■ EXERCISE: For each entry, repeat the text exactly and omit any picture it holds.

■ DATA SUPPLIED:
☆ ☆ ☆ ☆ ☆ ☆ ☆
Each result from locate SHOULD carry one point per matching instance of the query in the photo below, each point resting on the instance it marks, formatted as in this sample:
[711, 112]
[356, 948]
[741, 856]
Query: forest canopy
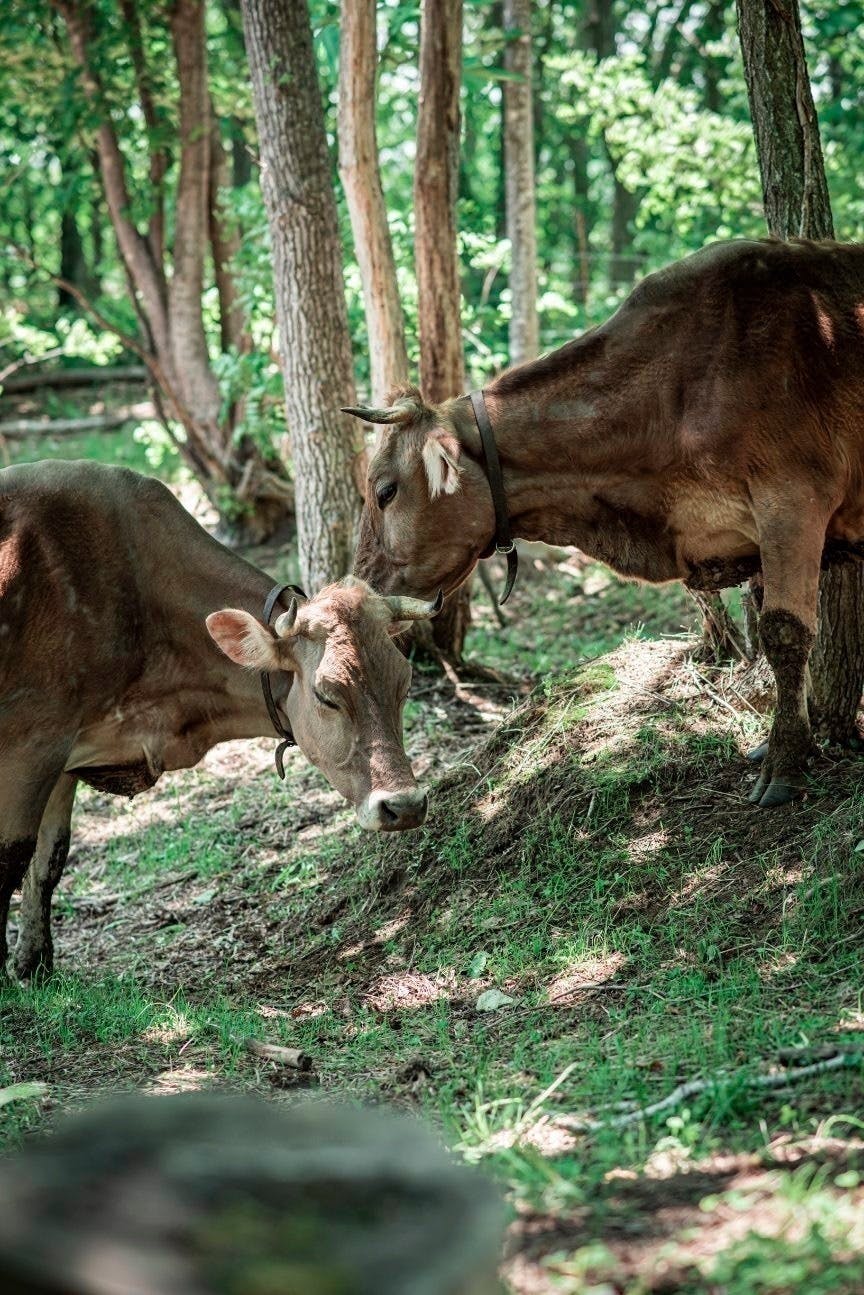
[644, 152]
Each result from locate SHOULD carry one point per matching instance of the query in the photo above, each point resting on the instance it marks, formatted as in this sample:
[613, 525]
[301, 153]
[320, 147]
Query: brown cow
[714, 424]
[108, 674]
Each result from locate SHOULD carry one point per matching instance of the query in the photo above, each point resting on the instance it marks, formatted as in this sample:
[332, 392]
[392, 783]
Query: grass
[596, 863]
[593, 859]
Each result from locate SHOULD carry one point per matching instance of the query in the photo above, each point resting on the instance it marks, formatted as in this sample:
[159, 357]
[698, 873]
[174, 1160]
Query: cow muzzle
[394, 811]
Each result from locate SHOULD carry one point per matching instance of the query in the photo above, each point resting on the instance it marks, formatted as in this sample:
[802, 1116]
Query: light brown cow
[108, 674]
[713, 425]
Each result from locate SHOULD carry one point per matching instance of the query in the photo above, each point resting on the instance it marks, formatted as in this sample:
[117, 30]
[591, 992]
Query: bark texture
[797, 203]
[520, 187]
[442, 371]
[307, 272]
[364, 194]
[442, 367]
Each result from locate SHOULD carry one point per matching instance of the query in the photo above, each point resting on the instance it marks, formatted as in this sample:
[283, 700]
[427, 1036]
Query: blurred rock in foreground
[228, 1195]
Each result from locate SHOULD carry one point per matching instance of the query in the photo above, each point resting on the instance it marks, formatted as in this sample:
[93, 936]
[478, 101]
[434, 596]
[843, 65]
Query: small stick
[292, 1057]
[698, 1085]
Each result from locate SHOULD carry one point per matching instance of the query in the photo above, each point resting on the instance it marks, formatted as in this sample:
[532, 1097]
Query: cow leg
[790, 540]
[34, 951]
[22, 802]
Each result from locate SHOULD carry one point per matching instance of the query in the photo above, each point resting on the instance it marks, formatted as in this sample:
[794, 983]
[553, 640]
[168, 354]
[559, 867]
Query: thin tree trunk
[328, 448]
[170, 312]
[442, 372]
[194, 376]
[795, 198]
[73, 264]
[521, 202]
[362, 181]
[224, 242]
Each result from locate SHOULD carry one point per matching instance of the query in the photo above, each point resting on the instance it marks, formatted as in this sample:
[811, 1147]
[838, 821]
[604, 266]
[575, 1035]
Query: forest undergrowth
[592, 917]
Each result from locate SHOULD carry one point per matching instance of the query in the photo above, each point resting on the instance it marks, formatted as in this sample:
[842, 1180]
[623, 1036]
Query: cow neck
[228, 580]
[536, 482]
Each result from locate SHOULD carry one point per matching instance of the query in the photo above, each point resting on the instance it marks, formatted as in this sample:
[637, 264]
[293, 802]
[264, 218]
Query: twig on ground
[292, 1057]
[780, 1080]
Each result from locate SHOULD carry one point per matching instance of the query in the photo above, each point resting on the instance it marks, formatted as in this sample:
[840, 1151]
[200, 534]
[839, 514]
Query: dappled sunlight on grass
[593, 863]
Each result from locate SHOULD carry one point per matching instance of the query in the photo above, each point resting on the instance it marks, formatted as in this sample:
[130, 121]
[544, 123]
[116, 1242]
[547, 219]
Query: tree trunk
[521, 203]
[442, 371]
[362, 181]
[73, 264]
[797, 203]
[250, 492]
[327, 446]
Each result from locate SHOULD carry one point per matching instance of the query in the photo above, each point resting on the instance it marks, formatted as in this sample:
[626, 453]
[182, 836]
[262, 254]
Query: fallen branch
[20, 429]
[292, 1057]
[5, 374]
[694, 1087]
[92, 376]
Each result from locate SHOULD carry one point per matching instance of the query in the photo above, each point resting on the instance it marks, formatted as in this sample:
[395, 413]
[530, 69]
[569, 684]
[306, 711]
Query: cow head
[349, 688]
[428, 514]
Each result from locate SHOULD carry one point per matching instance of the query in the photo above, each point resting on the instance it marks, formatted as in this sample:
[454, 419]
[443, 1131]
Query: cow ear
[245, 640]
[441, 460]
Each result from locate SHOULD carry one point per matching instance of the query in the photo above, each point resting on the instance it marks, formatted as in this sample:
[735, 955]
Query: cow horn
[285, 623]
[373, 415]
[415, 609]
[400, 412]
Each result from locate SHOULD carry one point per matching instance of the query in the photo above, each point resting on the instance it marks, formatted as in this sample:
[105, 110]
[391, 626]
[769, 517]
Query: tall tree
[362, 183]
[520, 184]
[167, 284]
[442, 368]
[315, 347]
[797, 205]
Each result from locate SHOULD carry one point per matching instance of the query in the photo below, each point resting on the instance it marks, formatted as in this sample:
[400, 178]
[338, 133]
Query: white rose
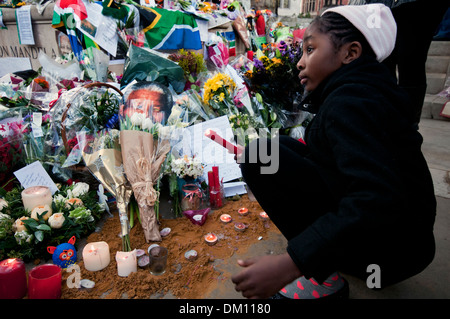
[59, 199]
[147, 124]
[78, 190]
[39, 210]
[137, 118]
[74, 202]
[23, 237]
[56, 220]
☆ ☆ ☆ ☆ ☆ ☆ ☆
■ WRITTEN SOLUTION:
Each result from locate SHOULD carry one point per matching instance of the query in the photo below, each point resting on the instance it marks, formatted as in this sample:
[711, 112]
[356, 948]
[741, 856]
Query: forest canopy
[644, 152]
Each result from locate SHOULD carry one point per matching instance of the query in the photo above, each point resting on the instance it marks, formatted as in this sample:
[613, 525]
[301, 153]
[320, 147]
Query: brown cow
[714, 424]
[108, 674]
Each result from locate SHOULD carry one point per matching instance of the query in the photo above, each point resting on the instance it marks, formatted as in this sample:
[332, 392]
[392, 783]
Query: grass
[596, 863]
[593, 859]
Each result from locate SHOULD carry one point per matching instance of the query in the photo above, each point resting on the instance it marks, formatted as in this sample:
[159, 357]
[698, 873]
[174, 1160]
Query: cow muzzle
[394, 811]
Each result from locate SHOULD carry one point per matching instance of the query in the photo above, each point resting on the instance it marks, formatted as in this sample:
[802, 1116]
Query: light brown cow
[108, 674]
[713, 425]
Each result from locate SHOULD carry one point per matching instance of the query in the photo above, each point resting on the instance it marks, formatted as in this sample:
[117, 30]
[591, 992]
Query: bark texture
[797, 203]
[520, 187]
[442, 371]
[307, 272]
[364, 194]
[442, 367]
Each result from locate SHOULD carry one point per matching instance of the query in the photo above, each point resting on the instance it marks, formatted as in this sample:
[283, 700]
[427, 1036]
Query: blurred rock in foreground
[228, 1195]
Each result from locate SHOULD carry one point per matching instance of the query in the photo above, each point resting on the instance it marks, formatted as in this sample:
[93, 936]
[478, 101]
[434, 596]
[843, 65]
Query: small stick
[292, 1057]
[698, 1085]
Each result from locate SHOULD carry one point per matching instance of the query in the photo above, each point resting on the instance it marks, formatted as in this sample:
[532, 1097]
Query: cow leg
[790, 540]
[34, 951]
[22, 802]
Each result from locate SHOULD carry one point per matching instance of the query in the photo above, each point resting on the instance it marks, formatted as in this sample:
[794, 983]
[553, 640]
[168, 354]
[559, 867]
Query: thin tree trunk
[328, 448]
[170, 312]
[442, 372]
[194, 376]
[795, 198]
[73, 264]
[521, 202]
[362, 181]
[224, 242]
Each result from locate SHOULD carry one point per matching instance of the query in the photo above, each point resting on the instance it marks, formatted as in this sample:
[811, 1147]
[838, 821]
[604, 266]
[575, 1035]
Query: forest undergrowth
[592, 917]
Each result from locate SHOULD carry one point per matching instance of the query in the photo above, each point resting on the instance it marks, formatted as in this sample:
[842, 1180]
[623, 1036]
Query: cow neck
[228, 580]
[536, 482]
Each result from locate SHOULD carry one point per matching instance of the query in the photo above, each point resting on the instance it marks, formatted as in this sample:
[637, 264]
[293, 802]
[264, 218]
Query: twig on ground
[292, 1057]
[780, 1080]
Each result from locate SHOULD carry one point per matching instance of the query in the photo above, each point resting on the instance it marks, formatted as in this sample:
[840, 1151]
[200, 534]
[839, 514]
Query: dappled sunlight on grass
[593, 863]
Each result from locate SHOULD carry one point per matching instance of the query in the photo above, each point resting on the instance it marks, formatted as in this sample:
[130, 121]
[544, 123]
[116, 1242]
[547, 219]
Query: tree trunk
[521, 203]
[442, 371]
[362, 181]
[73, 264]
[797, 203]
[250, 492]
[327, 446]
Each result from locate SHOULD carry one point per matching instance of the query in the photo above, each point resting on the instance it marks, formatted as in this sample:
[626, 453]
[182, 836]
[262, 254]
Query: fallen branch
[20, 429]
[292, 1057]
[5, 374]
[694, 1087]
[92, 376]
Each result from locate SHOULD carry one point per matching instance of the query in the photo above, each point resting on the instance it marks, formatted as in this sample:
[395, 413]
[530, 69]
[569, 684]
[306, 711]
Query: cow head
[349, 688]
[428, 514]
Each result from locate SHOULD carry one point per matching instance of the query in the photo above, each point resting on the instance it marks, formatted as in this sample:
[454, 419]
[443, 1131]
Query: cow ear
[245, 640]
[441, 460]
Each result from locate SHOULD carry one point per matching instance of the query in the photo above, each point resting on the instance it marks, formatted as in this sample:
[735, 955]
Query: cow horn
[285, 623]
[373, 415]
[415, 609]
[400, 412]
Each result from locate SHOULD carry one point per matching instance of the query in the photo above, each point resting on the instance it marks, formatted as in this sample:
[105, 110]
[391, 626]
[769, 517]
Query: tall tree
[362, 183]
[520, 184]
[167, 284]
[442, 368]
[315, 347]
[797, 205]
Each result from locate SHOULD carry one point per matching instance of the query in the photo below, each point resting on the instance it marks, formatted as in this sample:
[400, 178]
[338, 133]
Query: white rose
[59, 199]
[147, 124]
[78, 190]
[39, 210]
[137, 118]
[74, 202]
[23, 237]
[56, 220]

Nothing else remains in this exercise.